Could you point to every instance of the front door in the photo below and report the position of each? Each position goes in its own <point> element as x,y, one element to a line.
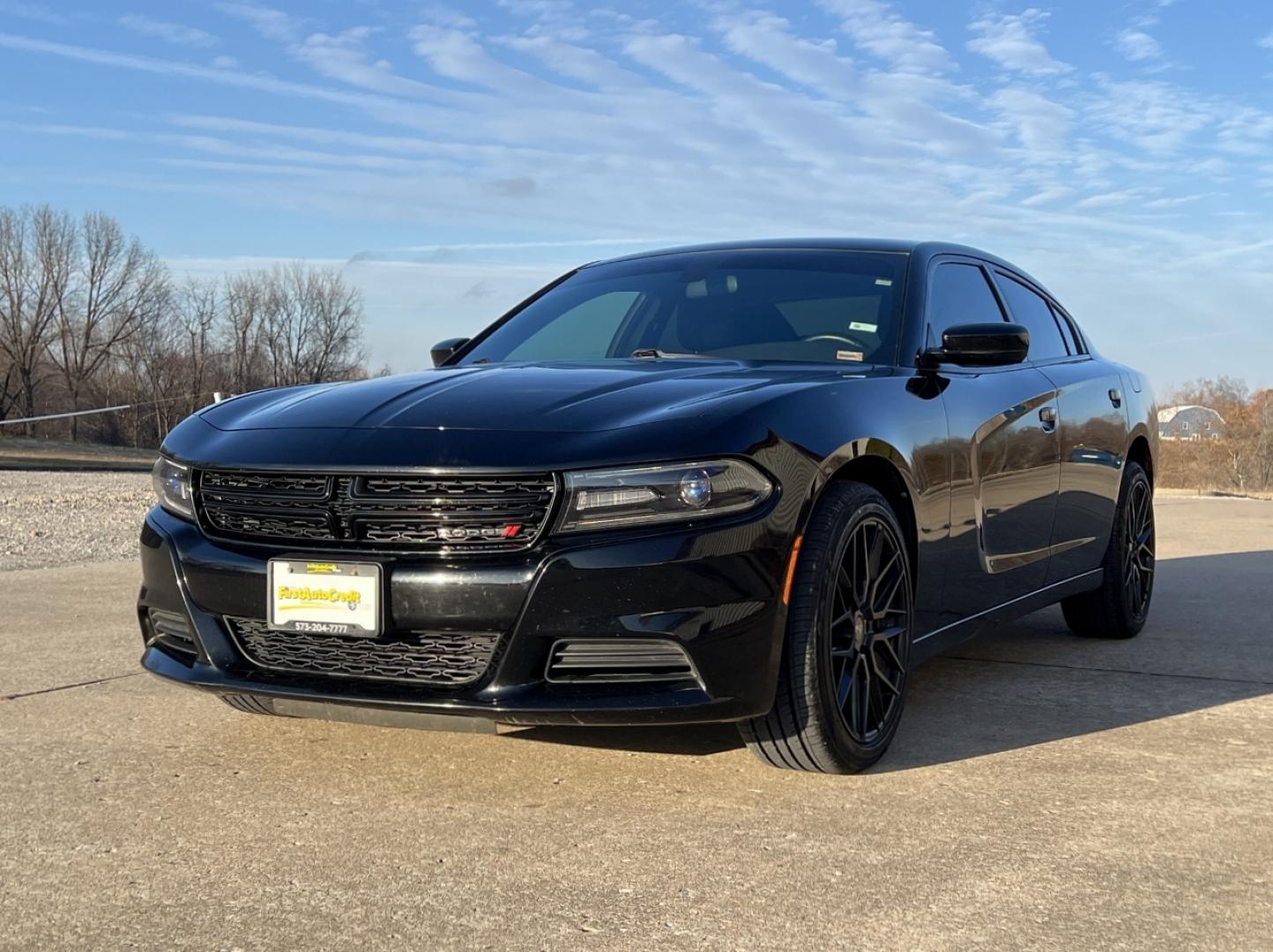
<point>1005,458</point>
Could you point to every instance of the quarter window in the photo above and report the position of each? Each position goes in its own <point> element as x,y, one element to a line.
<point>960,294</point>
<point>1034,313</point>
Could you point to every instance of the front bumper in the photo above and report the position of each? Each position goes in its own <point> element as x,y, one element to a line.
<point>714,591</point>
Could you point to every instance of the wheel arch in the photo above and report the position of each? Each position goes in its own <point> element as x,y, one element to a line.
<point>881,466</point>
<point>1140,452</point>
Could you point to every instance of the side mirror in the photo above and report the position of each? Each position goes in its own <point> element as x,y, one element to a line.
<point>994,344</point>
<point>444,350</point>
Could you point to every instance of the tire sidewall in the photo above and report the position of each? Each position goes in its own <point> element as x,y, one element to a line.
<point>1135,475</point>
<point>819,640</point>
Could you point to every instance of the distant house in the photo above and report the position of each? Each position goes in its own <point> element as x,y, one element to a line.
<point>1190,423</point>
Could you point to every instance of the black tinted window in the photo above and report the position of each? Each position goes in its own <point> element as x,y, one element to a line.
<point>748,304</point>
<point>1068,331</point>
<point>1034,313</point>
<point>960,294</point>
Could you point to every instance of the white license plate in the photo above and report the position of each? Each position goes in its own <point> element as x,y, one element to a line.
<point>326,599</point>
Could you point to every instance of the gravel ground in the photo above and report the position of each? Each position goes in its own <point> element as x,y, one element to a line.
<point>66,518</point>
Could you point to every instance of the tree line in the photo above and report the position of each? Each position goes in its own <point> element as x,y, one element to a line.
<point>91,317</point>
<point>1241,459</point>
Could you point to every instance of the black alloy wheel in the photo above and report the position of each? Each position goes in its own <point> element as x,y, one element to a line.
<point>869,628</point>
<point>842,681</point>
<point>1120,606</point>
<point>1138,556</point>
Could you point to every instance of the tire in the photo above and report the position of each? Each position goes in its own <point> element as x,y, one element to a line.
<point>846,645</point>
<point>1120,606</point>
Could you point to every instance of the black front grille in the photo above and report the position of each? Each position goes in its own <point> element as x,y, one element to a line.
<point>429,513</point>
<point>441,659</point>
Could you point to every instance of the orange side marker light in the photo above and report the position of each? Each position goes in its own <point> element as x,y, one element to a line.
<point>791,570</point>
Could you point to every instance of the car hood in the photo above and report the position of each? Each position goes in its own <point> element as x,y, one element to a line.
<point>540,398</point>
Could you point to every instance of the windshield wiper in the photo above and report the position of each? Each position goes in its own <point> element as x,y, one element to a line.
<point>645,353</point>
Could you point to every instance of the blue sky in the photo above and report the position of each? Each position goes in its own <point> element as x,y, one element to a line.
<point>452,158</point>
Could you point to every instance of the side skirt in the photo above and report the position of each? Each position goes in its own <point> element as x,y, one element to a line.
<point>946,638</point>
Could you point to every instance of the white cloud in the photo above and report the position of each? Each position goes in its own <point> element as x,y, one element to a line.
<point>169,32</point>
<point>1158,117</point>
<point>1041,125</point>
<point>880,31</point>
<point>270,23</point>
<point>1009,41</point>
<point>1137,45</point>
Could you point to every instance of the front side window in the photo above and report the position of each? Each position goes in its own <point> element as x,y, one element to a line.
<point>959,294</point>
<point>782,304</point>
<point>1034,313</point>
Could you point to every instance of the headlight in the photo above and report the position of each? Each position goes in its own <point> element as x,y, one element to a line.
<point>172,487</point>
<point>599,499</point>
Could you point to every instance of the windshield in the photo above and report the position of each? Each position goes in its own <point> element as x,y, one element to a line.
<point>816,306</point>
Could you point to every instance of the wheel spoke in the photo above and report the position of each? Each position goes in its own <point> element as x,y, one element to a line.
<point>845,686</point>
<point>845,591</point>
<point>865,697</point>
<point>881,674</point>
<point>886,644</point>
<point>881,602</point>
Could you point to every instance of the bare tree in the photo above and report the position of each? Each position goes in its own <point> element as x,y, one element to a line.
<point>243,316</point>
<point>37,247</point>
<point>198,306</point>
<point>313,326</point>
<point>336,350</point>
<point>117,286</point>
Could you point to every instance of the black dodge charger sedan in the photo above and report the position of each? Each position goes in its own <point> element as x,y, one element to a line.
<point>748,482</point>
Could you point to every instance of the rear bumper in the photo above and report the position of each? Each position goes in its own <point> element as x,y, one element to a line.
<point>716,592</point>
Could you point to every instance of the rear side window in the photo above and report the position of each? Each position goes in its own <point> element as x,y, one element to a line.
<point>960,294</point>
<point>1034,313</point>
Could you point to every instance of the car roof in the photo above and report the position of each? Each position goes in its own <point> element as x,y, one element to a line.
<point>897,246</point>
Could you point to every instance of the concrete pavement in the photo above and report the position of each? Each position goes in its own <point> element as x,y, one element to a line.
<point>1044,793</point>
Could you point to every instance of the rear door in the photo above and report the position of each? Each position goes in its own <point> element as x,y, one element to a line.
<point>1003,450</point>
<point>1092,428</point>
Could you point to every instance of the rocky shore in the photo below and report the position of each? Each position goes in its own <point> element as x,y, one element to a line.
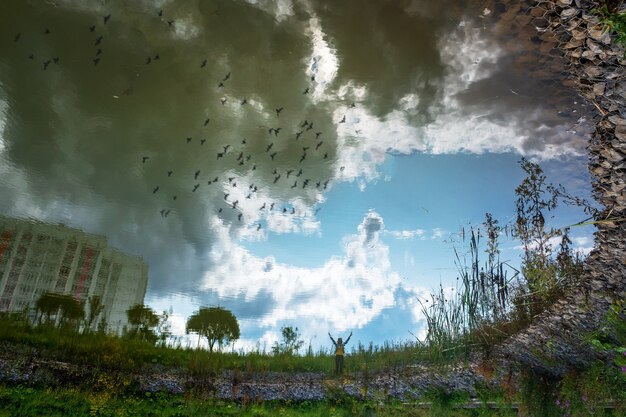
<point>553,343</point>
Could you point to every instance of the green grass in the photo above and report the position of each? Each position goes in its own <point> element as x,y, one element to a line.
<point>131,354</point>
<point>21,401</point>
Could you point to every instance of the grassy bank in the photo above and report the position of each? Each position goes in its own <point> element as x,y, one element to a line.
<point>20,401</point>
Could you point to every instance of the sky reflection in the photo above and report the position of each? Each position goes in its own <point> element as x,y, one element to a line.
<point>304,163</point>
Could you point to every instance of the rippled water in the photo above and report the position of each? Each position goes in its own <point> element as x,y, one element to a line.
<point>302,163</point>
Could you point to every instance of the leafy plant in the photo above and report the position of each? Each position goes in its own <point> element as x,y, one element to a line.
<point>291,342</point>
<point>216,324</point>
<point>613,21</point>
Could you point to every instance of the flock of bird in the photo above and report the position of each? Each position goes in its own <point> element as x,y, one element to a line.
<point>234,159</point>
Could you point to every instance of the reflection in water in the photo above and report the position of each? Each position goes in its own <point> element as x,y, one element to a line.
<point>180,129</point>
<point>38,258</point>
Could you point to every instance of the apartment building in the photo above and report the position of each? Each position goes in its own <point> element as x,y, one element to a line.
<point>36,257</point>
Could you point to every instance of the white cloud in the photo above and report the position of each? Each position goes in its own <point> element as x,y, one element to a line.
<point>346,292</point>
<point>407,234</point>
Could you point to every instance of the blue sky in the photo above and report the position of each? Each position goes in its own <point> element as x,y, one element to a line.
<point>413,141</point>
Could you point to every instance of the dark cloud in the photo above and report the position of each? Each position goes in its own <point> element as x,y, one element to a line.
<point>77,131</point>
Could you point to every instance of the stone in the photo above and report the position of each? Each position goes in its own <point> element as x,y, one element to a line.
== == ==
**What needs to be done:**
In the copy, include no pictures; restate the listing above exactly.

**Task response:**
Could you point to every instance of the front door in the photo below and report the position of each? Each position goes in its own <point> element as x,y, one element to a line.
<point>1005,458</point>
Could you point to every instance of the quarter window in the photo above and report the position of each? Each position goes in its own <point> element as x,y, one element to a line.
<point>960,294</point>
<point>1034,313</point>
Could you point to every instance of the front bumper in the photo above and report the position of each? Each position goes in its own <point> element as x,y, one element to a line.
<point>714,591</point>
Could you point to every instance of the wheel arch in the photo above and report the position of each? Each position goes in its own <point> element as x,y, one element to a line.
<point>881,466</point>
<point>1140,452</point>
Could you point to every instance of the side mirror in the photo above and report the position of each? Each position goes in its own <point> element as x,y, one element to a line.
<point>994,344</point>
<point>444,350</point>
Could you point to every instance of the tire sidewall in the photo above and report the position of each? Each position goes in its own <point> element as x,y, one element to a line.
<point>1135,475</point>
<point>819,640</point>
Could you point to every instance of the distant house in the photo above and report the position of each? Each position goes in its own <point> element as x,y, one element to a line.
<point>1190,423</point>
Could you point to every instance of the black tinted window in the photo above and report the position of each? Each position goes in its own <point> element as x,y, one element to a line.
<point>748,304</point>
<point>1068,331</point>
<point>1034,313</point>
<point>960,294</point>
Could you point to every instance of the white license plate in the photo above and report the position of each? Each position goes in its own <point> element as x,y, one element to a line.
<point>326,599</point>
Could you point to every instance of the gravel ground in the photo above and report the position of each? Each position goes in its own <point> element as x,y, one element to a line.
<point>66,518</point>
Could you point to every instance of the tree line in the photo above and report the position of each? Each position goes in its own <point> element as x,y, one element to a line.
<point>91,317</point>
<point>1241,459</point>
Could you point to every instance of the black alloy wheel in the photo above and report the position of each? Each position goes in its own <point> element as x,y, one element to a line.
<point>869,628</point>
<point>842,681</point>
<point>1120,606</point>
<point>1138,556</point>
Could you point to every instance of the tire in the photo above and report the position of each? Each position goes in its own <point> element as x,y, one element to a line.
<point>846,645</point>
<point>1120,606</point>
Could you point to every instance of the black front grille in the photo above and report the position of each? Each position goes in its own <point> element as x,y, one element to a line.
<point>429,513</point>
<point>441,659</point>
Could you point to every instance of the orange side marker light in the photo above and report the position of each? Each position goes in its own <point> element as x,y, one element to a line.
<point>791,570</point>
Could you point to every instance of the car hood in the photo above and report the position of each? Each position goes in its own <point> element as x,y, one element to a line.
<point>540,398</point>
Could you point to every instance of the windshield wiper in the photo above and report the position of each? Each position goes in its own <point> element as x,y, one element to a line.
<point>645,353</point>
Could you point to every instance of the blue sky in the photo above and report the position of each? Each position goes in its own <point> element as x,y, one element to a line.
<point>452,158</point>
Could you point to every instance of the side skirt in the photo above and report the position of each? Each position goes in its own <point> element as x,y, one element to a line.
<point>946,638</point>
Could you point to every instance of the white cloud in the photo above and report the position of each? Each position goes in its own <point> element as x,y, one element to a line.
<point>169,32</point>
<point>1158,117</point>
<point>1041,125</point>
<point>880,31</point>
<point>270,23</point>
<point>1009,41</point>
<point>1137,45</point>
Could you point to every instance of the front side window in the photo above and report the position of each? Each position goes in its own <point> element as x,y, one element to a line.
<point>959,294</point>
<point>782,304</point>
<point>1034,313</point>
Could you point to every instance of the headlight in the photo above and report the position of each? Each position goes in its own <point> element as x,y, one element to a line.
<point>172,487</point>
<point>599,499</point>
Could you point to every instance of the windshield in the photo above and report the position of each? Each position goes in its own <point> element as x,y, one element to a line.
<point>816,306</point>
Could you point to every instance of the wheel spoke in the photo above and report the position of each? Each position goes in its own <point> element as x,y, one element to a line.
<point>845,686</point>
<point>845,591</point>
<point>865,697</point>
<point>881,674</point>
<point>886,644</point>
<point>881,602</point>
Could you point to every instance of the bare tree in the photo above and report the position of each? Each position goes in its own <point> element as x,y, one element to a line.
<point>243,316</point>
<point>37,247</point>
<point>198,306</point>
<point>313,326</point>
<point>336,350</point>
<point>117,286</point>
Could you point to every instance of the black dodge charger sedan in the photo above and report the position of each? Each position goes in its own <point> element as x,y, one element to a line.
<point>748,482</point>
Could you point to every instance of the rear bumper in the photo above and report the position of each? Each position goes in its own <point> element as x,y, one element to a line.
<point>716,592</point>
Could you point to every instance of the rear side window in the photo above and report the position of each? Each position goes in its own <point> element as x,y, one element to a line.
<point>960,294</point>
<point>1034,313</point>
Could you point to every instance of the car roof in the photo above and report the position of each? Each position goes in its own <point> element as x,y, one element to a line.
<point>897,246</point>
Could you point to every instance of the concrete pavement in the photo above and report the position of each? Each position goes in its own <point> element as x,y, one element to a line.
<point>1044,793</point>
Could you point to every instance of the rear door in the photo above and report the position of each? Each position goes in its own <point> element as x,y, one element to a line.
<point>1003,450</point>
<point>1092,428</point>
Could you point to every instance of the rocky shore in the photo below and report the position of each? Each position goes in its own <point> element as x,y, one element to a line.
<point>553,343</point>
Could you point to every instance of the green grass in the photo above and report the position of each? Each position goes in its own <point> element as x,y, one element to a line.
<point>131,354</point>
<point>21,401</point>
Could you point to every instance of the grassy bank in the photo above and report the position of each? Each position goes in its own <point> element as x,y, one element to a line.
<point>20,401</point>
Could you point to every instance of the sky reflection in the photo above and report the position of each? Each position goes in its own <point> element as x,y, one element to a line.
<point>304,163</point>
Could you point to every instance of the rippled water in the photo above and report the position of each? Each position goes in its own <point> element as x,y, one element to a line.
<point>302,163</point>
Could you point to every instance of the leafy plant in the photo above and report the position of each? Each position goes in its own <point> element as x,y, one element to a line.
<point>291,342</point>
<point>216,324</point>
<point>613,21</point>
Could you point to every instance of the flock of bird in the photo above and report the position of each? Each position goes in its own <point> element as x,y, one element to a line.
<point>234,159</point>
Could you point to every instance of the reflection in water in the photo above and report the position of each? Each position goes in its own <point> element as x,y, one element to a line.
<point>180,129</point>
<point>38,258</point>
Could you point to every instance of the apartment building in the photo above and report the position of each? Each position goes in its own <point> element as x,y, one element to a line.
<point>36,257</point>
Could you point to every instance of the white cloud in the photo above and report the position of each? Each position goes in its own <point> element as x,y, one element to a line.
<point>346,292</point>
<point>407,234</point>
Could you point to every instance of the blue sky in the photo above and report the position of each? Each position goes in its own <point> element as x,y, one element to a line.
<point>413,141</point>
Could you point to every instance of the dark cloud in the photo above and report the position of each? Each position goes in its own <point> element as x,y, one element to a line.
<point>77,131</point>
Could you point to every instance of the stone in the photo above and report the position of each? Each position goes in its own <point> element as x,y, one element to a line.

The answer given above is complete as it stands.